§ **Source material**:
>>>>>

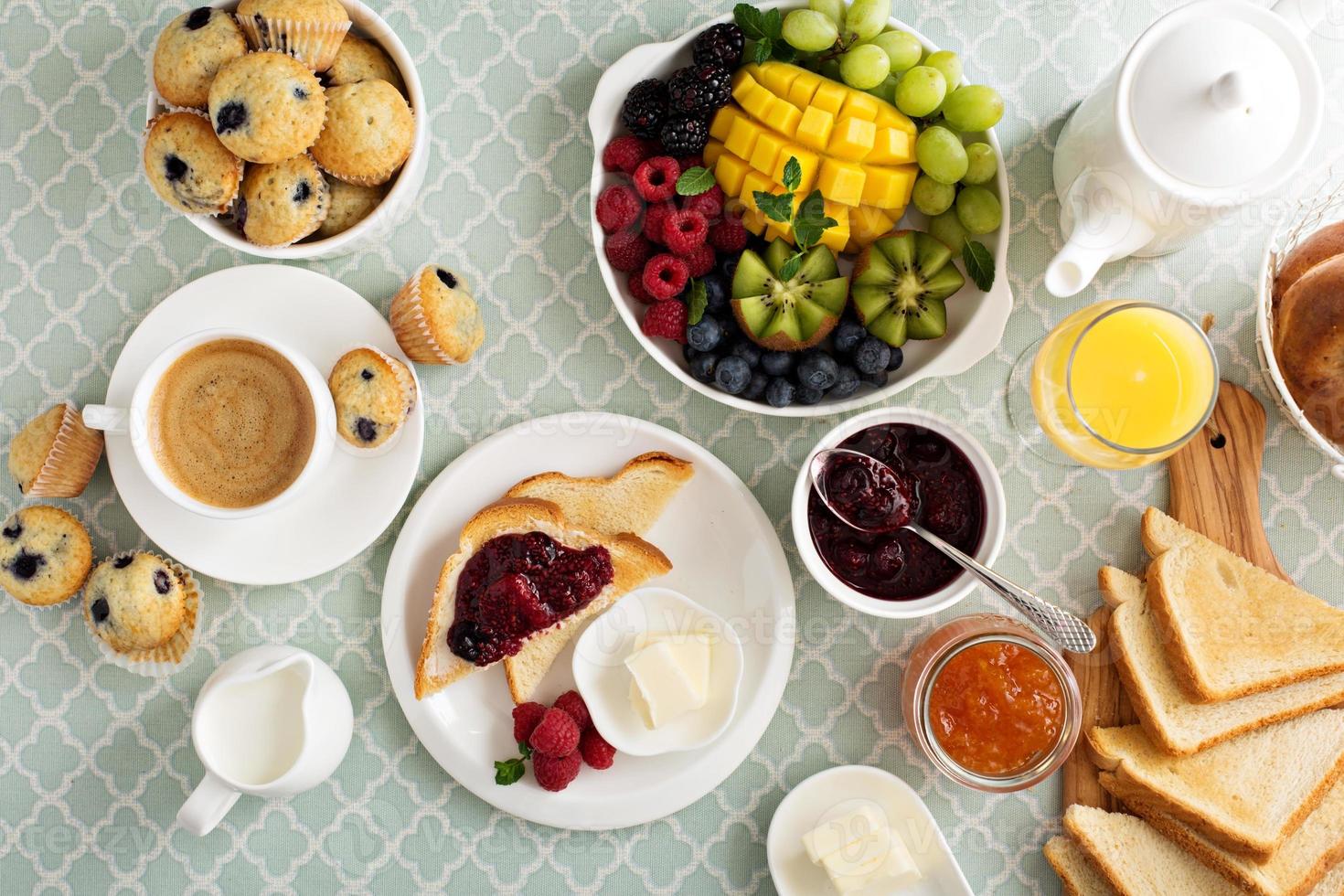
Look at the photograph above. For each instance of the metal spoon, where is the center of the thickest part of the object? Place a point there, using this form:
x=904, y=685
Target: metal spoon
x=1061, y=626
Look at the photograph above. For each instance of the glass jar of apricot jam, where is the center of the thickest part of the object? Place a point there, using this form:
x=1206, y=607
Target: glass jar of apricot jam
x=991, y=704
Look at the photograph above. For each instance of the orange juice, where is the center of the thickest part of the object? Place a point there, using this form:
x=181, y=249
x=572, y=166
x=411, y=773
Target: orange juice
x=1121, y=384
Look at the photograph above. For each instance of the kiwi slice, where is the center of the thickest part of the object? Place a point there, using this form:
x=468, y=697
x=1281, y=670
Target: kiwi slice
x=900, y=285
x=788, y=315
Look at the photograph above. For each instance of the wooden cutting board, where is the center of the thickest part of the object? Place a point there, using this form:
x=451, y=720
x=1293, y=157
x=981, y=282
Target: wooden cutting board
x=1214, y=491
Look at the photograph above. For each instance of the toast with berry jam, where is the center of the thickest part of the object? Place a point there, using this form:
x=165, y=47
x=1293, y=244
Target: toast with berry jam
x=522, y=570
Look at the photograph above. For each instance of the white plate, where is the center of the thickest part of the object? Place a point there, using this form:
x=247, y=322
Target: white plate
x=808, y=805
x=976, y=320
x=725, y=554
x=354, y=500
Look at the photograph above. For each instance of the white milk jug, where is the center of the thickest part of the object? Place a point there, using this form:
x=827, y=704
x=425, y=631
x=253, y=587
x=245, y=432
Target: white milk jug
x=1215, y=105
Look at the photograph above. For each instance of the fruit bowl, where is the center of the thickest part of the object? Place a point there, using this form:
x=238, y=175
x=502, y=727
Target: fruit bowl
x=976, y=318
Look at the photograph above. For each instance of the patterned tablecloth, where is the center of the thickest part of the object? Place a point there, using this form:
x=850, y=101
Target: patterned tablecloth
x=94, y=762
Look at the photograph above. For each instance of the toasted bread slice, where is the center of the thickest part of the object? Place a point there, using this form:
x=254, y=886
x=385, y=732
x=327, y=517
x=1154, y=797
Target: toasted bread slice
x=1246, y=795
x=1297, y=867
x=1176, y=723
x=1075, y=870
x=629, y=501
x=1137, y=860
x=634, y=561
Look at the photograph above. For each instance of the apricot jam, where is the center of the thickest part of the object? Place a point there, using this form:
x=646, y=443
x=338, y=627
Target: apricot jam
x=997, y=709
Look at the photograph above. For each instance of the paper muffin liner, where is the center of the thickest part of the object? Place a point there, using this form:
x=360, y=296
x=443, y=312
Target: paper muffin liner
x=314, y=43
x=171, y=656
x=71, y=460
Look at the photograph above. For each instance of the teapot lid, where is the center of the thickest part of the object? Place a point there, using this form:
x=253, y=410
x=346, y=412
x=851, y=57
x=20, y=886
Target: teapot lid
x=1223, y=96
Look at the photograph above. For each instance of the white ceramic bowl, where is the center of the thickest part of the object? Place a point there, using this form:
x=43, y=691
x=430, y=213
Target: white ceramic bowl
x=976, y=320
x=405, y=186
x=991, y=541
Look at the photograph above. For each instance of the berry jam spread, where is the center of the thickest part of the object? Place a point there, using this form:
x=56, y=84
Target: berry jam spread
x=949, y=501
x=517, y=584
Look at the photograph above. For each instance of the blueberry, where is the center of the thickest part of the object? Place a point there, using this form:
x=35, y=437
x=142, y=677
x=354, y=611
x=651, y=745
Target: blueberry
x=818, y=371
x=872, y=355
x=230, y=117
x=732, y=375
x=778, y=392
x=706, y=335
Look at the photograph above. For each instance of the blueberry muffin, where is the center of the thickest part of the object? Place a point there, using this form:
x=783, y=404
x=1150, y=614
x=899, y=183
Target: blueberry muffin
x=266, y=106
x=359, y=59
x=283, y=202
x=187, y=165
x=374, y=394
x=436, y=318
x=54, y=454
x=45, y=555
x=347, y=206
x=191, y=50
x=368, y=133
x=311, y=30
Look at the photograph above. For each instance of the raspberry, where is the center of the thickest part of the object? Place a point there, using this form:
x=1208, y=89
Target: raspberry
x=557, y=735
x=666, y=320
x=666, y=275
x=595, y=752
x=628, y=251
x=554, y=773
x=626, y=152
x=617, y=208
x=684, y=231
x=526, y=715
x=571, y=703
x=655, y=179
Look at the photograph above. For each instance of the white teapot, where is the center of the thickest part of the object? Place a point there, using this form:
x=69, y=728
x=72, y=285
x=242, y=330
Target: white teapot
x=1215, y=105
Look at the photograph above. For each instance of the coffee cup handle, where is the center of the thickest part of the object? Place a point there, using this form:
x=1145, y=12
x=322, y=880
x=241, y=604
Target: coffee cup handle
x=208, y=805
x=106, y=418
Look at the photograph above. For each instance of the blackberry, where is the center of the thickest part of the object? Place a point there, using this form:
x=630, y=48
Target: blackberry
x=698, y=91
x=684, y=136
x=645, y=108
x=720, y=46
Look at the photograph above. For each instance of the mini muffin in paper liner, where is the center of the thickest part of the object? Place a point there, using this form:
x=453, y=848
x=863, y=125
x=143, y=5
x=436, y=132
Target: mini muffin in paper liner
x=171, y=656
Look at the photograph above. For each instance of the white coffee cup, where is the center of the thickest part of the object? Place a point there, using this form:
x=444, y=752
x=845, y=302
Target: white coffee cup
x=134, y=422
x=271, y=721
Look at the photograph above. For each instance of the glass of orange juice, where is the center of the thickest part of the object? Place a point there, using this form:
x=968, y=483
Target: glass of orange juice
x=1117, y=386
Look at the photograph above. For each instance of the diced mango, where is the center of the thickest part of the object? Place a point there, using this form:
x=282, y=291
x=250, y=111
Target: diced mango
x=852, y=139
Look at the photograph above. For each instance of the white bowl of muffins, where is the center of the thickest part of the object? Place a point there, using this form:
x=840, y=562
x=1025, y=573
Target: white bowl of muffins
x=285, y=128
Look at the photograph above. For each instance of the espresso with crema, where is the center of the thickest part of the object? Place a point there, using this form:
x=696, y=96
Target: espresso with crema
x=231, y=423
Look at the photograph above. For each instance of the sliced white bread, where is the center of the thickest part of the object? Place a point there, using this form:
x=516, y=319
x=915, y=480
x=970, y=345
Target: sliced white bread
x=1137, y=860
x=1176, y=723
x=629, y=501
x=634, y=561
x=1297, y=868
x=1246, y=795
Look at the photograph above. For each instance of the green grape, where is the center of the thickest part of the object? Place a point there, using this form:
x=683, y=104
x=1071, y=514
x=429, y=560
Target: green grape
x=867, y=17
x=809, y=30
x=921, y=91
x=948, y=63
x=930, y=197
x=981, y=164
x=902, y=48
x=974, y=108
x=978, y=209
x=864, y=66
x=941, y=155
x=948, y=229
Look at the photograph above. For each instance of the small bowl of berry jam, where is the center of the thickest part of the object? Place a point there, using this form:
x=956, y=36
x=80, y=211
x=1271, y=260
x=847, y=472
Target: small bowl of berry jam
x=945, y=481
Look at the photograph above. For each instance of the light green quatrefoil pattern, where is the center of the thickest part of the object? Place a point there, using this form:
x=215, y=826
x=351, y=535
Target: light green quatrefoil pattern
x=94, y=762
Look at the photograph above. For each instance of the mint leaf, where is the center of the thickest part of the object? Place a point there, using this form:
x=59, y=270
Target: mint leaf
x=978, y=263
x=694, y=182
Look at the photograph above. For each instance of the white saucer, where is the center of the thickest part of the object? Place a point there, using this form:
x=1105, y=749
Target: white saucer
x=342, y=513
x=808, y=805
x=725, y=554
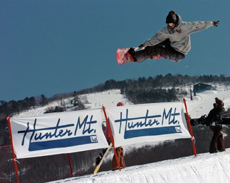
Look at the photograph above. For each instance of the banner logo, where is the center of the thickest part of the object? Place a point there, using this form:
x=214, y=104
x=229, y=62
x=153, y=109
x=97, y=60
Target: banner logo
x=59, y=136
x=150, y=125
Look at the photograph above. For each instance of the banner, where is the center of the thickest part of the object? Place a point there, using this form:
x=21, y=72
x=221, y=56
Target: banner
x=147, y=123
x=58, y=133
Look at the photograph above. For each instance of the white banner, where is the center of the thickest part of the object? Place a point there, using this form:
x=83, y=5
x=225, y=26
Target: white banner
x=147, y=123
x=58, y=133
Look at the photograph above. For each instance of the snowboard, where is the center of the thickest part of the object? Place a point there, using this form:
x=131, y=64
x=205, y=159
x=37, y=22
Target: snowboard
x=99, y=165
x=123, y=57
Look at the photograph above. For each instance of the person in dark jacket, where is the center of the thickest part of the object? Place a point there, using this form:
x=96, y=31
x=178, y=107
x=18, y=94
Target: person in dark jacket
x=214, y=121
x=119, y=150
x=173, y=41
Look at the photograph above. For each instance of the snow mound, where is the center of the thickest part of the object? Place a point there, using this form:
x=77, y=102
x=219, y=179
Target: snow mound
x=205, y=168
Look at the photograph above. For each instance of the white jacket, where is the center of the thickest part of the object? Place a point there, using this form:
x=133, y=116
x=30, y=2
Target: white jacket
x=179, y=36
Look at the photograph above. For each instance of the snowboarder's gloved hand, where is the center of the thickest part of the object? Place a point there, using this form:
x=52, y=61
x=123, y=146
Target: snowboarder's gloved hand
x=141, y=46
x=215, y=23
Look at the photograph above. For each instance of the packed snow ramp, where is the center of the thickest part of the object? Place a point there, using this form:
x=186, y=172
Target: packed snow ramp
x=205, y=168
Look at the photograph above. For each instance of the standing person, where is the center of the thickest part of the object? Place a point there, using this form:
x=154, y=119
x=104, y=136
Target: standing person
x=173, y=41
x=120, y=152
x=214, y=121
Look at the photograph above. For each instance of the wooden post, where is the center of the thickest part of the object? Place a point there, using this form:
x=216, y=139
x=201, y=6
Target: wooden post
x=12, y=147
x=190, y=128
x=70, y=165
x=111, y=138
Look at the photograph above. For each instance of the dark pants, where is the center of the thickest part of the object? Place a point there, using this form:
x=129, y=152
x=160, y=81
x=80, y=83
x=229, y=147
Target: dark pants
x=217, y=142
x=120, y=155
x=164, y=49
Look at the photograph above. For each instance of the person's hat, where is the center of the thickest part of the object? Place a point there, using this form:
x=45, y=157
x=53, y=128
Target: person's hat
x=171, y=18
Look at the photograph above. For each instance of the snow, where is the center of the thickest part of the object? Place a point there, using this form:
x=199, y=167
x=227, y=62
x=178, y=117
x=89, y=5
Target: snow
x=205, y=168
x=210, y=168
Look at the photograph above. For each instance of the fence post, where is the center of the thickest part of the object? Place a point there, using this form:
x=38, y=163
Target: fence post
x=70, y=165
x=111, y=137
x=190, y=128
x=12, y=147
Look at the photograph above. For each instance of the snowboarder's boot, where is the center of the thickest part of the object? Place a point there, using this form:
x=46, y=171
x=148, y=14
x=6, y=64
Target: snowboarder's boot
x=132, y=53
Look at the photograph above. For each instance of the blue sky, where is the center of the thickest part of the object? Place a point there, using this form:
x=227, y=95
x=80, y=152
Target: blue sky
x=60, y=46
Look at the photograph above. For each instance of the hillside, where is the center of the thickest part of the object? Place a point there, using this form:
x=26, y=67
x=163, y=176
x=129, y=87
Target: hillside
x=205, y=168
x=83, y=162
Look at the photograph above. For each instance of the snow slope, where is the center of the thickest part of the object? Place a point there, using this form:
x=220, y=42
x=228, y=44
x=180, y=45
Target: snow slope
x=205, y=168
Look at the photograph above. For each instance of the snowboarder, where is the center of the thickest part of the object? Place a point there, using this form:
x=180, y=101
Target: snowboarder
x=119, y=150
x=173, y=41
x=214, y=121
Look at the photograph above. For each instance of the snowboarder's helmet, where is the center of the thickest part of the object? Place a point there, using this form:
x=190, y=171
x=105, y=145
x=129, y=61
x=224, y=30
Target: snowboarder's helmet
x=120, y=104
x=171, y=18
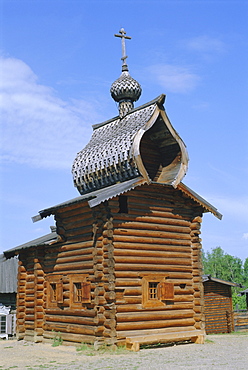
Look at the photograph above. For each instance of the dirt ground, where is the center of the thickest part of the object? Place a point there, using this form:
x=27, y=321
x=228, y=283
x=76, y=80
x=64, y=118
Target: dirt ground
x=227, y=351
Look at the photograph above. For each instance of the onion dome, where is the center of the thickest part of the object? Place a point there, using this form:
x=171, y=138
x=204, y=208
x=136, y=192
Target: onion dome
x=125, y=90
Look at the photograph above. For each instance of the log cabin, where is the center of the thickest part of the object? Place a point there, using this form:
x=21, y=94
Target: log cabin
x=219, y=316
x=125, y=266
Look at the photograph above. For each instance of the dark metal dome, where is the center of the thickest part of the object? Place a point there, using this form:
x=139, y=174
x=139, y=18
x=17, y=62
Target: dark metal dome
x=125, y=88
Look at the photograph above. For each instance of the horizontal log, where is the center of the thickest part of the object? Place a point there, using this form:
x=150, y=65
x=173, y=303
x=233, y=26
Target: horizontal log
x=150, y=253
x=124, y=334
x=153, y=226
x=154, y=315
x=150, y=268
x=153, y=234
x=121, y=274
x=76, y=338
x=167, y=218
x=75, y=209
x=70, y=328
x=87, y=256
x=79, y=320
x=151, y=240
x=128, y=308
x=156, y=259
x=154, y=324
x=83, y=265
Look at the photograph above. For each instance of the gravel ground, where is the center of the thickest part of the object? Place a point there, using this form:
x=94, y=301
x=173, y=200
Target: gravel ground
x=227, y=351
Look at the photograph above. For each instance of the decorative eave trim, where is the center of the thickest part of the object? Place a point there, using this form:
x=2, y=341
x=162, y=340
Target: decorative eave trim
x=159, y=101
x=197, y=198
x=216, y=280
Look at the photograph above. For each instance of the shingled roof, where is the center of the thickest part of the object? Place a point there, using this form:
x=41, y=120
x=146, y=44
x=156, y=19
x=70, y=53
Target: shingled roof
x=117, y=151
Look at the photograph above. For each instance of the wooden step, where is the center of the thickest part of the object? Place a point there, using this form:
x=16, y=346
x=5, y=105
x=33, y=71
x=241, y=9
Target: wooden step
x=133, y=343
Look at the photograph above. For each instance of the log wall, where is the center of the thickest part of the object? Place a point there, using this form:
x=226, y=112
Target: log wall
x=240, y=320
x=159, y=237
x=218, y=308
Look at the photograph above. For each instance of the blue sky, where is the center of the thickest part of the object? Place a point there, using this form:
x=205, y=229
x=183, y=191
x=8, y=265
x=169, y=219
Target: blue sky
x=58, y=61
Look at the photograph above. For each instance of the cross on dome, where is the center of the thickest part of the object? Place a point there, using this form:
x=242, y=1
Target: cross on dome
x=123, y=36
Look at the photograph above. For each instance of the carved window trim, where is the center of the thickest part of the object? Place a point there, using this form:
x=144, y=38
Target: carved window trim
x=156, y=291
x=80, y=290
x=54, y=291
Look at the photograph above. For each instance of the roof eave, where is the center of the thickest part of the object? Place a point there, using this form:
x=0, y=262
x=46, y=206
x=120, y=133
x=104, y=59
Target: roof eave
x=196, y=197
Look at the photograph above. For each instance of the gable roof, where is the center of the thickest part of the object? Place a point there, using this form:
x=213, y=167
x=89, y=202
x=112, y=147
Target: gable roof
x=102, y=195
x=8, y=274
x=43, y=240
x=220, y=281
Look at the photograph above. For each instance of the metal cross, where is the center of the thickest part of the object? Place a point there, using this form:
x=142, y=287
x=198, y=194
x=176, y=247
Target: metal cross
x=123, y=37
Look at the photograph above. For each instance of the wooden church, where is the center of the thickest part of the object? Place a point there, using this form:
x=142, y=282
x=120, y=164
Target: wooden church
x=125, y=265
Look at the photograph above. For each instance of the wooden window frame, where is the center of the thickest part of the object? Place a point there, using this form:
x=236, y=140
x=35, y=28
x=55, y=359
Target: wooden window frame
x=164, y=291
x=54, y=291
x=78, y=299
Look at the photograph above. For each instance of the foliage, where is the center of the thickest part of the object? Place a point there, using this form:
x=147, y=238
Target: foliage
x=221, y=265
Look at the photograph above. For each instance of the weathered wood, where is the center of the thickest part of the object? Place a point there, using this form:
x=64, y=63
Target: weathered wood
x=133, y=343
x=154, y=324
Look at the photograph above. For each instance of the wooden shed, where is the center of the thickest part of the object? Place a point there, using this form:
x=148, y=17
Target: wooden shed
x=218, y=305
x=8, y=281
x=126, y=264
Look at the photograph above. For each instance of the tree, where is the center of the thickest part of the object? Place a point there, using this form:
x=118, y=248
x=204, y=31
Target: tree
x=221, y=265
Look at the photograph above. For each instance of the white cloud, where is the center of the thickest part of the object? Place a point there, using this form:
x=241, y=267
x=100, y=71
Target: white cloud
x=38, y=128
x=205, y=44
x=175, y=79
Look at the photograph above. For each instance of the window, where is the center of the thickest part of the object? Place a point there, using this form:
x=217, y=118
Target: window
x=54, y=290
x=2, y=324
x=153, y=290
x=80, y=290
x=156, y=291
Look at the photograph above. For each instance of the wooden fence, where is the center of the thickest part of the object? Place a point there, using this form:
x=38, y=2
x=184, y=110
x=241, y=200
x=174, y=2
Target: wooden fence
x=240, y=320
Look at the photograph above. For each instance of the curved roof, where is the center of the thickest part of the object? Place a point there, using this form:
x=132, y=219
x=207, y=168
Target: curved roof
x=142, y=143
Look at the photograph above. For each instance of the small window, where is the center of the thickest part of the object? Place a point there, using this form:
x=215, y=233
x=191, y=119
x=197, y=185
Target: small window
x=77, y=292
x=155, y=291
x=54, y=290
x=80, y=290
x=3, y=324
x=123, y=205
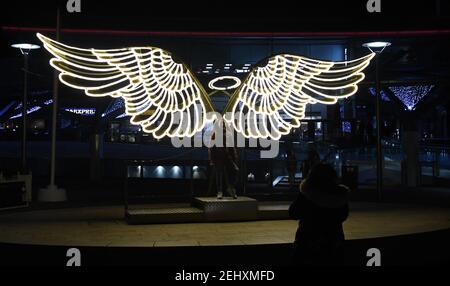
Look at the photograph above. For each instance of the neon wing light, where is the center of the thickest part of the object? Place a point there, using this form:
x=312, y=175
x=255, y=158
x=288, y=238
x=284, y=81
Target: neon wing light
x=166, y=99
x=160, y=95
x=273, y=98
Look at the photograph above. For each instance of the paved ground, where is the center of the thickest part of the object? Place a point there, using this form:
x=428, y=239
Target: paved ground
x=104, y=226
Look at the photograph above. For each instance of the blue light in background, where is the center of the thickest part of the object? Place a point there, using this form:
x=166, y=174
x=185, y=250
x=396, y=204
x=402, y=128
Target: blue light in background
x=411, y=95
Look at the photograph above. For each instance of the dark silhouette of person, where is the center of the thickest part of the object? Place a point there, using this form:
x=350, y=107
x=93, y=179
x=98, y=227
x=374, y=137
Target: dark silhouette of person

<<<<<

Exactly repeat every line from the line that includes "white cloud, where" to the end of the listing, and nothing else, leaving pictures out.

Look at the photograph above. For each instance of the white cloud, where is the center of the thickest part of the object? Place a point there, using this form:
x=241, y=267
x=100, y=71
Target: white cloud
x=38, y=128
x=205, y=44
x=175, y=79
Look at the photograph above. For each instance of the window, where is the center of the thickest part of the object? Place a point there, using this form:
x=217, y=118
Target: window
x=54, y=290
x=2, y=324
x=153, y=290
x=80, y=290
x=156, y=291
Look at the photograph above. For each instance of the wooden fence, where is the center of the thickest part of the object? Place a point there, using this form:
x=38, y=2
x=184, y=110
x=241, y=200
x=174, y=2
Target: wooden fence
x=240, y=320
Look at the photograph above. For each instance of the curved roof, where is the center of the thickest part of the object? Place a point there, using this form:
x=132, y=219
x=207, y=168
Target: curved roof
x=142, y=143
Look at the photograph above. For each instance of the small window, where is the center of the thickest part of the object? Place a point there, using this form:
x=215, y=233
x=191, y=119
x=197, y=185
Target: small window
x=77, y=292
x=155, y=291
x=54, y=290
x=80, y=290
x=3, y=324
x=123, y=205
Look at the photograph above. For each instance of the neon wing light, where is the center of the thickest part of the object? Place a point there, using this form:
x=312, y=175
x=255, y=158
x=288, y=238
x=284, y=81
Target: neon wing light
x=166, y=99
x=160, y=95
x=273, y=98
Look at the photograph above. For each instance of the paved ground, where is the center of the thickest part of the object? Place a point there, using this form:
x=428, y=239
Target: paved ground
x=104, y=226
Look at the photograph above. For each instance of the blue light in background, where is the center of the thickest part of the object? Place a point there, using this form:
x=166, y=174
x=185, y=250
x=396, y=204
x=402, y=128
Target: blue light in background
x=411, y=95
Look at the photograph above. For each instance of the dark silhouette of person, where is the center of the thickest part of the object? Place a point there, using this form:
x=350, y=107
x=93, y=179
x=98, y=227
x=374, y=137
Target: dark silhouette of person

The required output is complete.